» **WHAT YOU ARE ASKED TO DO**: Reproduce every one of the lines below verbatim, with no changes.
:: SUPPLIED RECORDS ::
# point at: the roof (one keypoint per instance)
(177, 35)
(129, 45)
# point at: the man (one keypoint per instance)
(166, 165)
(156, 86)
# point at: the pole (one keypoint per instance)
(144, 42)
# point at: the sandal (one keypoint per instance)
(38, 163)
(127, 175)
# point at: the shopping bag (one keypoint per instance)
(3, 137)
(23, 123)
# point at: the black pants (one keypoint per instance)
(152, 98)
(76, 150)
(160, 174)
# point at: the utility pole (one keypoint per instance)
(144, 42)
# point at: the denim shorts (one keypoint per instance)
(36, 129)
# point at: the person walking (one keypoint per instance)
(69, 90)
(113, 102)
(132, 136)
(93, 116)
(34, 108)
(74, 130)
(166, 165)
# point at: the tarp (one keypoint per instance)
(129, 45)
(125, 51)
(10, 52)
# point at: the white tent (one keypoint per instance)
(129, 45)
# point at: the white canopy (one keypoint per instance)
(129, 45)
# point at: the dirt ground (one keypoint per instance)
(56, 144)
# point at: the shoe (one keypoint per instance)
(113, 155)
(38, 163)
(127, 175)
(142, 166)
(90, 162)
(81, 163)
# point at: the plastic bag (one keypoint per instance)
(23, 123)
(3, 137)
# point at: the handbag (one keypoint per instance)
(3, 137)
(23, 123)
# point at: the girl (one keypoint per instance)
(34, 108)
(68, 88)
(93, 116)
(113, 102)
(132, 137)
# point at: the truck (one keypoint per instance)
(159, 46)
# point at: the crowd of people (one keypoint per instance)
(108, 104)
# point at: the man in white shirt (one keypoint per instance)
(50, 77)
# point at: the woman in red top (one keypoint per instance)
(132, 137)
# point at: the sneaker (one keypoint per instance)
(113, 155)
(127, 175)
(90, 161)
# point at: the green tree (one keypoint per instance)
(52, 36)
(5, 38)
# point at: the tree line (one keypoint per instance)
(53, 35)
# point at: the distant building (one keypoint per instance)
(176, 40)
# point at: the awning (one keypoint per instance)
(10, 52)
:::
» **RESPONSE FOR THIS EXERCISE**:
# point at: the roof (one keypoint per instance)
(177, 35)
(129, 45)
# point at: the man (one keypoint per instance)
(166, 165)
(156, 86)
# point at: the pole (one keypoint per instance)
(144, 42)
# point at: the sandal (one keypoint per instance)
(38, 163)
(127, 175)
# point at: the shopping bag (one keypoint per instance)
(3, 137)
(23, 123)
# point at: the black pants (one keypoint per instance)
(152, 98)
(76, 150)
(160, 174)
# point at: the utility pole (one keypoint per instance)
(144, 42)
# point at: the denim shorts (one keypoint per instance)
(36, 129)
# point at: the person walking (one keypoint per instance)
(69, 90)
(113, 102)
(132, 136)
(93, 116)
(34, 108)
(74, 130)
(166, 165)
# point at: the tarp (one keypoint per instance)
(129, 45)
(125, 51)
(10, 52)
# point at: the white tent (one keypoint per instance)
(129, 45)
# point at: the white canopy (one keypoint per instance)
(129, 45)
# point at: the dirt ground (one keypoint per instance)
(56, 144)
# point at: the shoe (one keypoint per instance)
(113, 155)
(38, 163)
(127, 175)
(142, 166)
(90, 162)
(81, 163)
# point at: the plastic bag (one keypoint per instance)
(23, 123)
(3, 137)
# point at: the handbag (one keypoint per instance)
(3, 137)
(23, 123)
# point at: the girl (one keypoint per instance)
(34, 108)
(68, 88)
(93, 116)
(113, 102)
(132, 137)
# point at: the truck (one keypoint per instance)
(159, 46)
# point at: the crowd of people (one keypoint per instance)
(108, 104)
# point at: the man in white shirt (one keypoint per instance)
(50, 77)
# point at: the woman in red top (one keypoint per instance)
(132, 137)
# point at: the sneaker (one keypoint per instance)
(113, 155)
(127, 175)
(90, 161)
# point at: the green tree (one keypoint per instance)
(52, 36)
(5, 38)
# point at: the tree line (one keypoint per instance)
(53, 35)
# point at: the distant building (one keypoint per instance)
(176, 40)
# point at: the awning (one keypoint per instance)
(10, 52)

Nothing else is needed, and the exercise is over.